→ DIRECTIONS
Retype the following records line for line, with no changes at all.

→ Labeling and segmentation records
++++++++

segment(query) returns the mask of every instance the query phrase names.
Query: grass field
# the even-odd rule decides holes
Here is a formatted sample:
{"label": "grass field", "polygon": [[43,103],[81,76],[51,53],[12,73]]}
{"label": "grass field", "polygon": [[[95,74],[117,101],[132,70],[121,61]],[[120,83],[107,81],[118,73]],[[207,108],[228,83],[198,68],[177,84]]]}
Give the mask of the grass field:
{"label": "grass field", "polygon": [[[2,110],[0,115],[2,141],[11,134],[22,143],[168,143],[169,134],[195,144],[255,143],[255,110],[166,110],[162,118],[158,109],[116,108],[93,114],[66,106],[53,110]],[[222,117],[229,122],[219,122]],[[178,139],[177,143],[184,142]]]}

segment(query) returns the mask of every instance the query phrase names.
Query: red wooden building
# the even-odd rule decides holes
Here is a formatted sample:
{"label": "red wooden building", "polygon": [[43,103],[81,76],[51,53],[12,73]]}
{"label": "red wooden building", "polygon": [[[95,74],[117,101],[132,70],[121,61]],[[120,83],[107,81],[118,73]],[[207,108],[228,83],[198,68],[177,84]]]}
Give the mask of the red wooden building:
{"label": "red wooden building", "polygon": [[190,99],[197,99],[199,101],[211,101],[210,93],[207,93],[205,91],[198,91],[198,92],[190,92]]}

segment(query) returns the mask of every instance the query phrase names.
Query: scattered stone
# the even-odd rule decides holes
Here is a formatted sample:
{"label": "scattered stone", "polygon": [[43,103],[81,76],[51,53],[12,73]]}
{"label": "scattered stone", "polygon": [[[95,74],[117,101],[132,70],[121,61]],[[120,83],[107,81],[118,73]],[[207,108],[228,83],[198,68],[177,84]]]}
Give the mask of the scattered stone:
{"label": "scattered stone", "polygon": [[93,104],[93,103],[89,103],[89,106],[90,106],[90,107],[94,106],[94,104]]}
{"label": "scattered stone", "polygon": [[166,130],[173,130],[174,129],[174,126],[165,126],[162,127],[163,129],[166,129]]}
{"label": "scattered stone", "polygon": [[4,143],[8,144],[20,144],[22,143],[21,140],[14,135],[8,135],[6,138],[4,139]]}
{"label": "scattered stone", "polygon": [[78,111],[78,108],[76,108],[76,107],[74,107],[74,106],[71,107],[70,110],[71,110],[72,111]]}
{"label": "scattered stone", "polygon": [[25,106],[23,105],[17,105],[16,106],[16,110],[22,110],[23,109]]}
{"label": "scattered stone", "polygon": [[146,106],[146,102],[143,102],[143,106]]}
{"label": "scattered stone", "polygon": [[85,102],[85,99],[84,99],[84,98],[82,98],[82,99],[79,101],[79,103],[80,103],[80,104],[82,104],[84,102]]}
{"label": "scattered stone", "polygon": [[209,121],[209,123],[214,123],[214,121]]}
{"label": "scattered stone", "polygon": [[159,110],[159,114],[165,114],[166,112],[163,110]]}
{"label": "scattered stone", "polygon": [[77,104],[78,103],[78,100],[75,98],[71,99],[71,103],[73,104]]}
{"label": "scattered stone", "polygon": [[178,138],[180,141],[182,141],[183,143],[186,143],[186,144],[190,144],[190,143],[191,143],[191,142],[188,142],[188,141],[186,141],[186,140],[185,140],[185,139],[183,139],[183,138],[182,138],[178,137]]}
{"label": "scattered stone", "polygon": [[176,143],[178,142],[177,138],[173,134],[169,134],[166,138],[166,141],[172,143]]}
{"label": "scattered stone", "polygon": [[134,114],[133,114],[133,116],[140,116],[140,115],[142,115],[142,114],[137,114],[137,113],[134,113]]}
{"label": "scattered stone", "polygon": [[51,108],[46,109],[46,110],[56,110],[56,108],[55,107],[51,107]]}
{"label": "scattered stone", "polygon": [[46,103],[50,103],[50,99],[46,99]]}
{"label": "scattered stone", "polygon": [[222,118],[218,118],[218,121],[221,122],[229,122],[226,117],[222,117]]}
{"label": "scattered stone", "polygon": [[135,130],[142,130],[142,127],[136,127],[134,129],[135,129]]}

++++++++

→ TASK SOLUTION
segment(query) returns the mask of every instance the query phrase names.
Query: grass field
# the even-odd rule decides holes
Here is a formatted sample:
{"label": "grass field", "polygon": [[43,103],[81,76],[51,53],[12,73]]}
{"label": "grass field", "polygon": [[[95,74],[117,101],[132,70],[121,61]],[[120,83],[107,81],[118,73]],[[207,108],[228,83],[198,68],[177,84]]]}
Give the mask of the grass field:
{"label": "grass field", "polygon": [[[2,110],[0,115],[2,141],[11,134],[22,143],[168,143],[169,134],[195,144],[255,143],[255,110],[166,110],[162,118],[158,109],[116,108],[93,114],[66,106],[53,110]],[[222,117],[229,122],[219,122]],[[178,139],[177,143],[184,142]]]}

segment(query) returns the mask of every instance the query phrase names.
Query: red wooden building
# the even-odd rule decides holes
Here is a formatted sample:
{"label": "red wooden building", "polygon": [[43,103],[81,76],[51,53],[12,73]]}
{"label": "red wooden building", "polygon": [[[95,74],[117,101],[132,70],[121,61]],[[120,83],[107,81],[118,73]],[[207,108],[228,83],[198,68],[177,84]]]}
Give the mask of the red wooden building:
{"label": "red wooden building", "polygon": [[190,99],[197,99],[199,101],[211,101],[210,93],[207,93],[205,91],[198,91],[198,92],[190,92]]}

segment(query) returns the mask of every instance the query phrase names.
Query: scattered stone
# the even-odd rule decides holes
Here is a formatted sample:
{"label": "scattered stone", "polygon": [[43,103],[81,76],[51,53],[12,73]]}
{"label": "scattered stone", "polygon": [[[95,74],[117,101],[132,70],[121,61]],[[120,83],[107,81],[118,73]],[[207,108],[228,83],[198,68],[177,84]]]}
Give the mask of the scattered stone:
{"label": "scattered stone", "polygon": [[93,104],[93,103],[89,103],[89,106],[90,106],[90,107],[94,106],[94,104]]}
{"label": "scattered stone", "polygon": [[166,130],[173,130],[174,129],[174,126],[165,126],[162,127],[163,129],[166,129]]}
{"label": "scattered stone", "polygon": [[4,143],[8,144],[20,144],[22,143],[21,140],[14,135],[8,135],[6,138],[4,139]]}
{"label": "scattered stone", "polygon": [[78,111],[78,108],[76,108],[76,107],[74,107],[74,106],[71,107],[70,110],[71,110],[72,111]]}
{"label": "scattered stone", "polygon": [[25,106],[23,105],[17,105],[16,106],[16,110],[22,110],[23,109]]}
{"label": "scattered stone", "polygon": [[146,106],[146,102],[143,102],[143,106]]}
{"label": "scattered stone", "polygon": [[85,102],[85,99],[84,99],[84,98],[82,98],[82,99],[79,101],[79,103],[80,103],[80,104],[82,104],[84,102]]}
{"label": "scattered stone", "polygon": [[209,121],[209,123],[214,123],[214,121]]}
{"label": "scattered stone", "polygon": [[159,110],[159,114],[165,114],[166,112],[163,110]]}
{"label": "scattered stone", "polygon": [[77,104],[78,103],[78,100],[75,98],[71,99],[71,103],[73,104]]}
{"label": "scattered stone", "polygon": [[178,138],[180,141],[182,141],[183,143],[186,143],[186,144],[190,144],[190,143],[191,143],[191,142],[188,142],[188,141],[186,141],[186,140],[185,140],[185,139],[183,139],[183,138],[182,138],[178,137]]}
{"label": "scattered stone", "polygon": [[176,143],[178,142],[177,138],[173,134],[169,134],[166,138],[166,141],[172,143]]}
{"label": "scattered stone", "polygon": [[134,114],[133,114],[133,116],[140,116],[140,115],[142,115],[142,114],[137,114],[137,113],[134,113]]}
{"label": "scattered stone", "polygon": [[51,108],[46,109],[46,110],[56,110],[56,108],[55,107],[51,107]]}
{"label": "scattered stone", "polygon": [[46,103],[50,103],[50,99],[46,99]]}
{"label": "scattered stone", "polygon": [[222,118],[218,118],[218,121],[221,122],[229,122],[226,117],[222,117]]}
{"label": "scattered stone", "polygon": [[135,130],[142,130],[142,127],[136,127],[134,129],[135,129]]}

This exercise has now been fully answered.